>> BEGIN MATERIAL TO PROCESS

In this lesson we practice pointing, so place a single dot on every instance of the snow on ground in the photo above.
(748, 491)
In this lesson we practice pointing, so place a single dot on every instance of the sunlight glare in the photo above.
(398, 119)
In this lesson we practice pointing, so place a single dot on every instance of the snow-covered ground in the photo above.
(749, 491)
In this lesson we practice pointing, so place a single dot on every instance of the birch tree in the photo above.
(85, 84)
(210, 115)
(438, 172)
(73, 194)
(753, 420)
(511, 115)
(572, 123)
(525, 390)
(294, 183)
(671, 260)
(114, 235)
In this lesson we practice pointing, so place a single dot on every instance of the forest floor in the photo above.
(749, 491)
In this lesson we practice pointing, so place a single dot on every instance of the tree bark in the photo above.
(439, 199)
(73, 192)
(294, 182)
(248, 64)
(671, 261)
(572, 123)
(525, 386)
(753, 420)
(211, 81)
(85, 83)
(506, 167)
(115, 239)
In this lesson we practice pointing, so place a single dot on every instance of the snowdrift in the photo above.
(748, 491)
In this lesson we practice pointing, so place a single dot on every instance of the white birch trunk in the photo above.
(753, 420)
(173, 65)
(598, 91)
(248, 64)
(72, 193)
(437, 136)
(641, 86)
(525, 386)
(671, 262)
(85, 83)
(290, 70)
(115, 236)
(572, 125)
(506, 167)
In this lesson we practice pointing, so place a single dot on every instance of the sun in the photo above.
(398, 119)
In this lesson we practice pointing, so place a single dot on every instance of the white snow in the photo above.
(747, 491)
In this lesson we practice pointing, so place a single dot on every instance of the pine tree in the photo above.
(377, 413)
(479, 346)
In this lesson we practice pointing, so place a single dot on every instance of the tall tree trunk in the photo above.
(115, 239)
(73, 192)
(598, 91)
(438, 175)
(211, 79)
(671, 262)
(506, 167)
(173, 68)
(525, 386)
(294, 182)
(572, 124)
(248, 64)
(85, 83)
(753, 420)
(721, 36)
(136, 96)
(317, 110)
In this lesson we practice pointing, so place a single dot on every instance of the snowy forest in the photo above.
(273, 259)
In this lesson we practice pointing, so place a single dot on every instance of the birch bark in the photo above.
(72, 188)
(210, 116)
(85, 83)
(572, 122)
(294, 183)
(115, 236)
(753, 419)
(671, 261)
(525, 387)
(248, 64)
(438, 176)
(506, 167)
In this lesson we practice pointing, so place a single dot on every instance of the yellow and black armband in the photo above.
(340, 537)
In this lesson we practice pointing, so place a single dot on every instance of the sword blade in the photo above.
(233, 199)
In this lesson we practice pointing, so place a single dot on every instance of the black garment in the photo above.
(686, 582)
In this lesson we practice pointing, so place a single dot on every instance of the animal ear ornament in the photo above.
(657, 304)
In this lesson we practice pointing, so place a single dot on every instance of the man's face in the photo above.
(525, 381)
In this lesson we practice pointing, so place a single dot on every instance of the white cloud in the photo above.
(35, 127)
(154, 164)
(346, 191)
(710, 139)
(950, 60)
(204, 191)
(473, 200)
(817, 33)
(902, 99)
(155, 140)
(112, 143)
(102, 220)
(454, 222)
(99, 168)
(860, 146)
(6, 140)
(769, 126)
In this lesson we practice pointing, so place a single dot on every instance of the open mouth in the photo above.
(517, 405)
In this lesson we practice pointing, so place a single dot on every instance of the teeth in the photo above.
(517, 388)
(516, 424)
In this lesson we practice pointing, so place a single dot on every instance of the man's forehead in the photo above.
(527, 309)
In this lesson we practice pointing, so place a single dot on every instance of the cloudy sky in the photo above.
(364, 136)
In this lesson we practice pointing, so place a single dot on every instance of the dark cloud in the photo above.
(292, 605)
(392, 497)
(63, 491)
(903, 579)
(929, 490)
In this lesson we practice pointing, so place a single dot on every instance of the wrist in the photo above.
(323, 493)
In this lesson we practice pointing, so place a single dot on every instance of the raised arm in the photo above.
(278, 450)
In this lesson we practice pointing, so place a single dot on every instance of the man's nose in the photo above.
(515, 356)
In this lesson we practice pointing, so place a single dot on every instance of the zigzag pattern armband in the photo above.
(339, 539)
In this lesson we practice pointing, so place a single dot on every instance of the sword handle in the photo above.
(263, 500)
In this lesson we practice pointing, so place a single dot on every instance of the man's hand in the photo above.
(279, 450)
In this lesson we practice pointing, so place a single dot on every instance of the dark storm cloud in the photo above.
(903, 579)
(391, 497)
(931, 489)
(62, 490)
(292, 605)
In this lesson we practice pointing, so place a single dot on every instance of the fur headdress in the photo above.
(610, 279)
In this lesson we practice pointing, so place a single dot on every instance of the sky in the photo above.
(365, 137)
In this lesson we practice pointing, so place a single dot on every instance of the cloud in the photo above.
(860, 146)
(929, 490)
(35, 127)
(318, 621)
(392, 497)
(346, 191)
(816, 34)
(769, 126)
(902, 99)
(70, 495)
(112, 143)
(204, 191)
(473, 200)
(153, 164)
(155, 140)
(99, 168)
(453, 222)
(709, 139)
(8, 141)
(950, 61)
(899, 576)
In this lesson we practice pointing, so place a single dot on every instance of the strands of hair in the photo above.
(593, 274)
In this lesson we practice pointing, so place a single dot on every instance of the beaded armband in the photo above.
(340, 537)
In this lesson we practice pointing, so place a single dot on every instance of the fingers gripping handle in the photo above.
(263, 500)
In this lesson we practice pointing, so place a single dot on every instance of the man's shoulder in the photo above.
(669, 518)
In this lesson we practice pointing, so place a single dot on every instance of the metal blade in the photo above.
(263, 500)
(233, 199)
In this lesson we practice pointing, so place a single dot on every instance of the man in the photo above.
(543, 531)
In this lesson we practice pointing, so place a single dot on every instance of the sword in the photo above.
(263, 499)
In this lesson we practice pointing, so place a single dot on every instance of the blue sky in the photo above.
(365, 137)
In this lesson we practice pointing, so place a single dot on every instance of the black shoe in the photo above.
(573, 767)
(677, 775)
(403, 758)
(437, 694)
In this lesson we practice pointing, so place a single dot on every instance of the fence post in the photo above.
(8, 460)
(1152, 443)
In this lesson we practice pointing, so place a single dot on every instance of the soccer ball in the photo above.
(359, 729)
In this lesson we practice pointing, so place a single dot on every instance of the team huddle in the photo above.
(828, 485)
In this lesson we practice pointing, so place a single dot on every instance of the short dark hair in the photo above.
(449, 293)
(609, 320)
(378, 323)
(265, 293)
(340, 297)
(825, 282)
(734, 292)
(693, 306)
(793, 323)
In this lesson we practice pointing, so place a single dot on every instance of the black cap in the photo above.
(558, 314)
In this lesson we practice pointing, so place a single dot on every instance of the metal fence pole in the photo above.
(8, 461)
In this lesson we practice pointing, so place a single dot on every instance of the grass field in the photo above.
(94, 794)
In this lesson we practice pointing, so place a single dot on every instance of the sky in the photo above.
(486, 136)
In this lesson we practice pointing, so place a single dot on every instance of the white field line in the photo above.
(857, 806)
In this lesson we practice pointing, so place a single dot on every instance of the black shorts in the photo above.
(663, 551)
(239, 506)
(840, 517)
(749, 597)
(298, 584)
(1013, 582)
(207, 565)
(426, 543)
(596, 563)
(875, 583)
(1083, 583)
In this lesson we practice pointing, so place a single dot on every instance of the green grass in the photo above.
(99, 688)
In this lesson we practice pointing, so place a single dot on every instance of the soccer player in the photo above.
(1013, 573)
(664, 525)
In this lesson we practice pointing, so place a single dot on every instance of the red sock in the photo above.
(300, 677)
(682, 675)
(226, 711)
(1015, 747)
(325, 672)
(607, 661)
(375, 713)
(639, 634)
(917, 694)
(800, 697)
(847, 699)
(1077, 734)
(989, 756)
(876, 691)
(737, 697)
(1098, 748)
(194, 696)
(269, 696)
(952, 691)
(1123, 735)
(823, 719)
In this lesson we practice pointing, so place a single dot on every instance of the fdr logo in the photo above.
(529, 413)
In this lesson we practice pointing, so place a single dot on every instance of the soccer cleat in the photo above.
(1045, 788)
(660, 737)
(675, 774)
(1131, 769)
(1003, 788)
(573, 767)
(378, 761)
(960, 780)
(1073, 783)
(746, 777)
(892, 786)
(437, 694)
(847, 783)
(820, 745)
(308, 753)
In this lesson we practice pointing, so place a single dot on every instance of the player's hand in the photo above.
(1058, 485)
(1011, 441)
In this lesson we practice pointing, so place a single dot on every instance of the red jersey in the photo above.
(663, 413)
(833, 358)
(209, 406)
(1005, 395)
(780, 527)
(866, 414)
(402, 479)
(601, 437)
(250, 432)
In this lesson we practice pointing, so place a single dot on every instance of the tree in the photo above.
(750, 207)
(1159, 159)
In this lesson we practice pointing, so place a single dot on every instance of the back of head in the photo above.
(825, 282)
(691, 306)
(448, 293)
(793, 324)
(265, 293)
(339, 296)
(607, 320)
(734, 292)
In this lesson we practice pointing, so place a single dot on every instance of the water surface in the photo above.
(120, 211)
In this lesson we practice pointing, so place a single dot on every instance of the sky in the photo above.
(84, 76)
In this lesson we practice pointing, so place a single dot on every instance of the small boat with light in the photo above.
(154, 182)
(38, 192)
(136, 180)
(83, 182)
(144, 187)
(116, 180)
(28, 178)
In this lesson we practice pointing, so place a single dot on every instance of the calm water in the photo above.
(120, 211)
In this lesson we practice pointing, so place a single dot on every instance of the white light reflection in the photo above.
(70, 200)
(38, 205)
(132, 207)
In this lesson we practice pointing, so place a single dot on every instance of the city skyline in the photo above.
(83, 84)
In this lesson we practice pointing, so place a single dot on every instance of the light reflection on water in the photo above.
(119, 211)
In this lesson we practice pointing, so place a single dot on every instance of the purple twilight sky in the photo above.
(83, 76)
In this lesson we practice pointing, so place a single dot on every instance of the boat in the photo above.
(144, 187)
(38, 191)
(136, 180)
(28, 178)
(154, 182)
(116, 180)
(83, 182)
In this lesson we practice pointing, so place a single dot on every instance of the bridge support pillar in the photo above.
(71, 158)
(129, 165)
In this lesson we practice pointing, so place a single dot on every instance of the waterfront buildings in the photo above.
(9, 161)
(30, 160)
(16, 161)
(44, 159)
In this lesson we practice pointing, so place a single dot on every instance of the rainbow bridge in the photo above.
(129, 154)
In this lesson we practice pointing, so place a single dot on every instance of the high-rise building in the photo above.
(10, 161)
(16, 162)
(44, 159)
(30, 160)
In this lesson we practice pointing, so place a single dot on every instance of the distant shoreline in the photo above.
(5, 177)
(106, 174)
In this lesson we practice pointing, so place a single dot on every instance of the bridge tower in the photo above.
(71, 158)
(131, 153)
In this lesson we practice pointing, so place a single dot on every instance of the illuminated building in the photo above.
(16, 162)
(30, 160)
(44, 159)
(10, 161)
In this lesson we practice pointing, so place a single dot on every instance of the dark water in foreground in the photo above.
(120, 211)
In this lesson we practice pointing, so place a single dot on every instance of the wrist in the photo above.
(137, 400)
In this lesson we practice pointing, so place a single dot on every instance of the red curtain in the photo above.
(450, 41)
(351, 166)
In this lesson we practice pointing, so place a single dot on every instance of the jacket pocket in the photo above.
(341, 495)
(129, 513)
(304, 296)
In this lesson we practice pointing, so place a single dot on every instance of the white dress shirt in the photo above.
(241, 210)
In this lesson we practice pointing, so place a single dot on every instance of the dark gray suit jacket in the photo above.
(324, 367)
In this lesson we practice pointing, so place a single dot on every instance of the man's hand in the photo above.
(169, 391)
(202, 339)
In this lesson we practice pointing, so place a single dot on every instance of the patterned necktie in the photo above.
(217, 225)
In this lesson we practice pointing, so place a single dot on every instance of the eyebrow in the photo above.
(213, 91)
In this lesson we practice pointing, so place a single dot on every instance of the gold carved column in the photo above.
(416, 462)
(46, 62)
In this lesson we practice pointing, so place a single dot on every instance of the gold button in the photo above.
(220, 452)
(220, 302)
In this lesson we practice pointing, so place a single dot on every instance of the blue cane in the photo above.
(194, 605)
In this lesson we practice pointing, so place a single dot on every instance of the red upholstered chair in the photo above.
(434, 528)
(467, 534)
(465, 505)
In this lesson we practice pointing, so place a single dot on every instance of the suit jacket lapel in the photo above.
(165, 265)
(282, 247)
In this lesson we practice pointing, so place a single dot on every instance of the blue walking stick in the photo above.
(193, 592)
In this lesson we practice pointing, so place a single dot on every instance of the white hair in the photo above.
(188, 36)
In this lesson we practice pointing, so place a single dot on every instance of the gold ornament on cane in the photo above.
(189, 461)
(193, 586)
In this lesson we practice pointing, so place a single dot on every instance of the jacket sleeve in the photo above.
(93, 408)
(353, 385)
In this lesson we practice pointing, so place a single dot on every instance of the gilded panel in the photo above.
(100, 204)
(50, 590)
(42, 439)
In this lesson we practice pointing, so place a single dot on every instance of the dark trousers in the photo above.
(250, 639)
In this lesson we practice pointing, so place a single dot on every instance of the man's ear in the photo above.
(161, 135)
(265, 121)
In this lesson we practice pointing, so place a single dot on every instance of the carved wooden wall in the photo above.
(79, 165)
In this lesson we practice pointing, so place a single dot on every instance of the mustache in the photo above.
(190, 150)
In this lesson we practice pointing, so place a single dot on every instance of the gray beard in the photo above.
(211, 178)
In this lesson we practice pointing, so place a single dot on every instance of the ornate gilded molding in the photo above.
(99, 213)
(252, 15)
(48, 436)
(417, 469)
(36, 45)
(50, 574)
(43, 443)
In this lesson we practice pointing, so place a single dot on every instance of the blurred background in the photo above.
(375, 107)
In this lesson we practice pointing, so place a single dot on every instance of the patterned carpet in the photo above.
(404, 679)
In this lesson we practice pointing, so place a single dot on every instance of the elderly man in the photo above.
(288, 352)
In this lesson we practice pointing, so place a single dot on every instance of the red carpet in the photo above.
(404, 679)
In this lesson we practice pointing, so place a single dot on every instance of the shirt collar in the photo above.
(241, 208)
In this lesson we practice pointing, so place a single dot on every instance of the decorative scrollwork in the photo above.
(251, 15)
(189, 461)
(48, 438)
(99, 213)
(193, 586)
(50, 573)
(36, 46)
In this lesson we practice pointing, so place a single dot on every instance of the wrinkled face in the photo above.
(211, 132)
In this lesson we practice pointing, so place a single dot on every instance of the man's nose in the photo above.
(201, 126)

>> END MATERIAL TO PROCESS

TO BE DONE:
Every line from the one holding "elderly man in the photo above." through the final line of the listing must be echoed exactly; leave out all other lines.

TASK RESPONSE:
In this lesson we practice pointing, so place a single dot on every instance of the elderly man in the photo above.
(288, 352)
In this lesson we practice pointing, so place a single dot on every instance of the red carpet in the photo above.
(404, 679)
In this lesson we practice pointing, so place a single dot on every instance of the shirt collar in the photo above.
(241, 208)
In this lesson we practice pointing, so place a single dot on every instance of the decorative scrollwork in the photo above.
(251, 15)
(189, 461)
(48, 438)
(99, 213)
(193, 586)
(50, 573)
(36, 46)
In this lesson we practice pointing, so place a single dot on every instance of the wrinkled face in the photo above.
(211, 132)
In this lesson we practice pointing, so place a single dot on every instance of the man's nose in the photo above.
(201, 126)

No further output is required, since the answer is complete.